▸ THE PROBLEM
Rewrite these lines with "rough mask" changed to "coarse mask" everywhere and everything else left the same. Omit the pictures from your answer.
=====
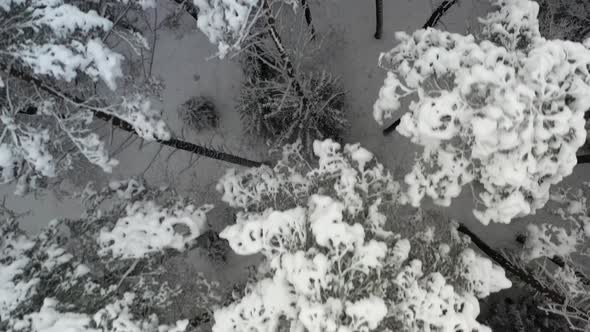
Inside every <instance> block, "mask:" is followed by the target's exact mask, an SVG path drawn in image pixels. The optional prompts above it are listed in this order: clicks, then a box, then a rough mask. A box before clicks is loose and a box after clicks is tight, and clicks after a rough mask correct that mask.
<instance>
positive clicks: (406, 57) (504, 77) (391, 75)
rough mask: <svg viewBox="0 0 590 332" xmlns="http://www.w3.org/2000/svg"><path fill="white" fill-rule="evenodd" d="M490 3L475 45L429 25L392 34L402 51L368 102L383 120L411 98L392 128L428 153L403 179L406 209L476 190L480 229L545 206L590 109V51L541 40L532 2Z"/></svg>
mask: <svg viewBox="0 0 590 332" xmlns="http://www.w3.org/2000/svg"><path fill="white" fill-rule="evenodd" d="M497 4H498V7H499V9H498V10H497V11H496V12H492V13H490V14H489V15H488V16H487V18H485V19H482V20H481V22H482V24H483V31H484V34H483V37H484V38H483V39H481V40H476V39H475V37H473V36H471V35H468V36H463V35H460V34H455V33H449V32H444V31H439V30H436V29H431V28H428V29H422V30H418V31H416V32H414V33H413V34H412V35H409V34H406V33H398V35H397V38H398V39H399V41H400V44H399V45H398V46H396V47H395V48H394V49H392V50H391V51H389V52H387V53H383V54H382V55H381V58H380V64H381V65H382V66H383V67H385V68H386V69H387V70H388V74H387V78H386V80H385V84H384V86H383V87H382V88H381V90H380V93H379V99H378V100H377V102H376V103H375V105H374V116H375V119H376V120H377V121H378V122H380V123H382V121H383V120H384V119H386V118H389V117H391V116H392V115H393V114H394V113H395V112H396V111H397V110H398V109H399V108H400V106H401V101H402V100H405V99H408V98H411V97H417V98H418V99H417V101H413V102H411V103H410V112H408V113H406V114H405V115H404V116H403V117H402V118H401V121H400V126H399V127H398V128H397V130H398V132H400V133H401V134H402V135H404V136H407V137H409V138H410V139H411V140H412V142H414V143H416V144H419V145H421V146H423V147H424V148H425V149H424V153H423V154H422V156H421V157H420V158H419V160H418V162H417V163H416V165H415V166H414V168H413V170H412V172H411V173H409V174H408V175H407V176H406V183H407V184H408V185H409V190H408V200H409V202H410V203H412V204H413V205H414V206H417V205H418V204H419V202H420V201H421V199H422V198H423V197H424V196H430V197H431V198H432V199H433V200H434V201H435V202H436V203H437V204H441V205H445V206H447V205H449V204H450V202H451V200H452V198H454V197H456V196H458V195H459V194H460V192H461V190H462V187H463V186H465V185H467V184H470V183H475V184H476V186H474V189H475V190H476V192H475V195H476V208H475V209H474V214H475V215H476V217H477V218H478V219H479V220H480V221H481V222H482V223H484V224H487V223H489V222H490V221H494V222H502V223H509V222H510V221H511V220H512V219H513V218H515V217H518V216H524V215H528V214H532V213H534V212H535V211H536V210H537V209H539V208H541V207H543V206H544V205H545V203H546V202H547V200H548V198H549V188H550V187H551V185H554V184H556V183H558V182H560V181H561V180H562V179H563V178H564V177H565V176H567V175H569V174H571V172H572V170H573V168H574V166H575V165H576V163H577V157H576V151H577V150H578V148H579V147H580V146H581V145H582V144H583V143H584V140H585V137H586V130H585V129H584V123H585V121H584V113H585V112H586V111H587V110H588V109H589V108H590V98H588V96H589V95H590V73H589V72H588V69H587V68H588V65H589V64H590V49H588V47H586V46H585V45H582V44H579V43H574V42H569V41H562V40H547V39H545V38H543V37H541V36H540V34H539V27H538V21H537V18H536V17H537V14H538V5H537V4H536V3H535V2H532V1H528V0H509V1H498V2H497ZM581 160H584V157H582V158H581Z"/></svg>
=====
▸ EXERCISE SOLUTION
Inside every <instance> block, "mask:" is followed by the target's exact mask, an SVG path drawn in image pixels. The optional prompts above it are listed in this order: clicks, then a box, then a coarse mask. A box before clicks is loose and a box after clicks is tight, and clicks after a coarse mask correct that mask.
<instance>
positive clicks: (406, 57) (504, 77) (391, 75)
coarse mask: <svg viewBox="0 0 590 332" xmlns="http://www.w3.org/2000/svg"><path fill="white" fill-rule="evenodd" d="M490 3L475 45L429 25L392 34L402 51L368 102L383 120L411 98L392 128L428 153L403 179L406 209L476 190L480 229L545 206L590 109V51L541 40L532 2Z"/></svg>
mask: <svg viewBox="0 0 590 332" xmlns="http://www.w3.org/2000/svg"><path fill="white" fill-rule="evenodd" d="M497 4H498V7H499V9H498V10H497V11H496V12H492V13H490V14H489V15H488V16H487V18H485V19H482V20H481V22H482V24H483V31H484V34H483V37H484V38H483V39H481V40H476V39H475V37H473V36H471V35H468V36H463V35H460V34H455V33H449V32H444V31H439V30H436V29H431V28H428V29H422V30H418V31H416V32H414V33H413V34H412V35H409V34H406V33H398V35H397V38H398V39H399V41H400V44H399V45H398V46H396V47H395V48H394V49H392V50H391V51H389V52H387V53H383V54H382V55H381V58H380V64H381V65H382V66H383V67H385V68H386V69H387V70H388V74H387V78H386V80H385V84H384V86H383V87H382V88H381V90H380V93H379V99H378V100H377V102H376V103H375V105H374V116H375V119H376V120H377V121H378V122H380V123H382V121H383V120H384V119H386V118H389V117H391V116H392V115H393V114H394V113H395V112H396V111H397V110H398V109H399V108H400V106H401V101H402V100H405V99H408V98H411V97H417V98H418V99H417V101H413V102H411V103H410V112H408V113H406V114H405V115H404V116H403V117H402V118H401V121H400V126H399V127H398V128H397V130H398V132H400V133H401V134H402V135H404V136H407V137H409V138H410V139H411V140H412V142H414V143H416V144H419V145H421V146H423V147H424V148H425V149H424V153H423V154H422V156H421V157H420V158H419V160H418V162H417V163H416V165H415V166H414V168H413V170H412V172H411V173H409V174H408V175H407V176H406V183H407V184H408V185H409V190H408V200H409V202H410V203H412V204H413V205H414V206H417V205H418V204H419V202H420V201H421V199H422V198H423V197H424V196H430V197H431V198H432V199H433V200H434V201H435V202H436V203H437V204H441V205H445V206H447V205H449V204H450V202H451V200H452V198H454V197H456V196H458V195H459V194H460V192H461V190H462V187H463V186H465V185H467V184H470V183H475V184H476V186H474V189H475V190H476V192H475V195H476V208H475V209H474V214H475V215H476V217H477V218H478V219H479V220H480V221H481V222H482V223H484V224H487V223H489V222H490V221H494V222H502V223H509V222H510V221H511V220H512V219H513V218H515V217H518V216H524V215H528V214H532V213H534V212H535V211H536V210H537V209H539V208H541V207H543V206H544V205H545V203H546V202H547V200H548V198H549V188H550V187H551V185H554V184H556V183H558V182H560V181H561V180H562V179H563V178H564V177H565V176H567V175H569V174H571V172H572V170H573V168H574V166H575V165H576V163H577V157H576V151H577V150H578V148H579V147H580V146H581V145H582V144H583V143H584V140H585V137H586V130H585V129H584V123H585V121H584V113H585V112H586V111H587V110H588V109H589V108H590V98H588V96H589V95H590V73H589V72H588V69H587V68H588V65H589V64H590V49H588V47H586V46H585V45H582V44H579V43H574V42H569V41H562V40H547V39H545V38H543V37H541V36H540V34H539V27H538V21H537V18H536V17H537V14H538V5H537V4H536V3H535V2H532V1H528V0H509V1H498V2H497ZM581 160H584V157H582V158H581Z"/></svg>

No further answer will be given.